### [Page text]

===============

Grilled Potato Salad with Parsley Pesto (see recipe below!)
Nothin’ beats a relaxing Sunday. Jay and I were able to take care of a few things around the house, and I was finally able to finish my book, The End of Overeating. Considering I started reading it almost 3 months ago, it was about time! It was a pretty interesting book, and I plan on having a little review of it for you all tomorrow.
I pretty much grazed along throughout the afternoon, snacking on a handful of almonds, a carrot, and some pretzels. I did snap a photo of one of my eats, which was a plain flavored Chobani mixed with a little leftover fruit salsa. I don’t know how much longer the fruit salsa is going to last for, so I figured I’d try to get the most out of it.
“Fruit on the Top” yogurt
A New Recipe!
This afternoon, I also prepared a new dish with the red potatoes and fresh parsley that I picked up from the Farmers Market yesterday. After searching the internet for a winning parsley-potato salad, I finally found one that I thought would do the trick.
First, I sliced up the potatoes and boiled them until they were partially tender. Then, the slices got a little grilling action!
While the potatoes were boiling, I also toasted up some pine nuts…
…and got the rest of the ingredients ready for the parsley pesto: fresh parsley leaves, oregano, garlic, lemon juice, S&P.

===============

### [Goal A]
Show every line of the records below that contains the word "orange", copying each line in full.

(Collected data)
===============

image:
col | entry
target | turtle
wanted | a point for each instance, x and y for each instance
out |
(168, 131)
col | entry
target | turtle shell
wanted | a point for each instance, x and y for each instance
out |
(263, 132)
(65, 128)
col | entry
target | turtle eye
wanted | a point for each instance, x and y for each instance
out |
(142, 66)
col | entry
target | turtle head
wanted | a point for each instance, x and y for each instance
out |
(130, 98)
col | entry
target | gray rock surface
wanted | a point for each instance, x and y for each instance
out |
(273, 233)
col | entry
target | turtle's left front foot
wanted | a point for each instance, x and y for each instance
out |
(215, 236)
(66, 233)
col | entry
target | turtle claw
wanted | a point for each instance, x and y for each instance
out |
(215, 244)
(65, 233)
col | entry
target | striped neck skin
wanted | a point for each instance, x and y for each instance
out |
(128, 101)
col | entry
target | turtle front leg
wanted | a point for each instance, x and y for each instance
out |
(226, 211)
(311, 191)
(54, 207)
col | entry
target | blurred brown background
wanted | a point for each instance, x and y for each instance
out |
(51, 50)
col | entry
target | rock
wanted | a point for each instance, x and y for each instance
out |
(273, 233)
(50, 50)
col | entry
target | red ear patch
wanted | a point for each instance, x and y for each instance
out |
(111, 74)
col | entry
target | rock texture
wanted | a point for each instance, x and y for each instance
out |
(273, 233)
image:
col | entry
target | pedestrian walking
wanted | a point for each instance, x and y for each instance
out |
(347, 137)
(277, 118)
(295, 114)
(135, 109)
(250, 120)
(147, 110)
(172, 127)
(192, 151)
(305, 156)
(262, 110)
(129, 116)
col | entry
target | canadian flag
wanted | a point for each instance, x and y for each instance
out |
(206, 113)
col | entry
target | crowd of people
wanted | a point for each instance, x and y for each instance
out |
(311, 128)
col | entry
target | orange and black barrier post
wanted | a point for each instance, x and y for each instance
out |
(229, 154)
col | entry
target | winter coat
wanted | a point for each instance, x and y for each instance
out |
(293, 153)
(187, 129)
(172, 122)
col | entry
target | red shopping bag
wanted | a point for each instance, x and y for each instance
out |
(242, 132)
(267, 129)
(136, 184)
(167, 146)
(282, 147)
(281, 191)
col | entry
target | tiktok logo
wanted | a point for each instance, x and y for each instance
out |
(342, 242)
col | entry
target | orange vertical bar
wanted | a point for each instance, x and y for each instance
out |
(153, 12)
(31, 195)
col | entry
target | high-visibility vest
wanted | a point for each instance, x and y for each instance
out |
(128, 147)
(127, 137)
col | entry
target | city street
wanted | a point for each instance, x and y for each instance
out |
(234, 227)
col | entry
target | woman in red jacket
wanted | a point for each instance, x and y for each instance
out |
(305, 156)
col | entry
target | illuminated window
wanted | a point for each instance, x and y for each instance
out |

===============

### [Goal B]
In the grilled potato salad post above, write out everything from "This afternoon, I" down to "lemon juice, S&P.", copied word for word.

### [Written answer A]
target | orange and black barrier post
target | orange vertical bar

### [Written answer B]
This afternoon, I also prepared a new dish with the red potatoes and fresh parsley that I picked up from the Farmers Market yesterday. After searching the internet for a winning parsley-potato salad, I finally found one that I thought would do the trick.
First, I sliced up the potatoes and boiled them until they were partially tender. Then, the slices got a little grilling action!
While the potatoes were boiling, I also toasted up some pine nuts…
…and got the rest of the ingredients ready for the parsley pesto: fresh parsley leaves, oregano, garlic, lemon juice, S&P.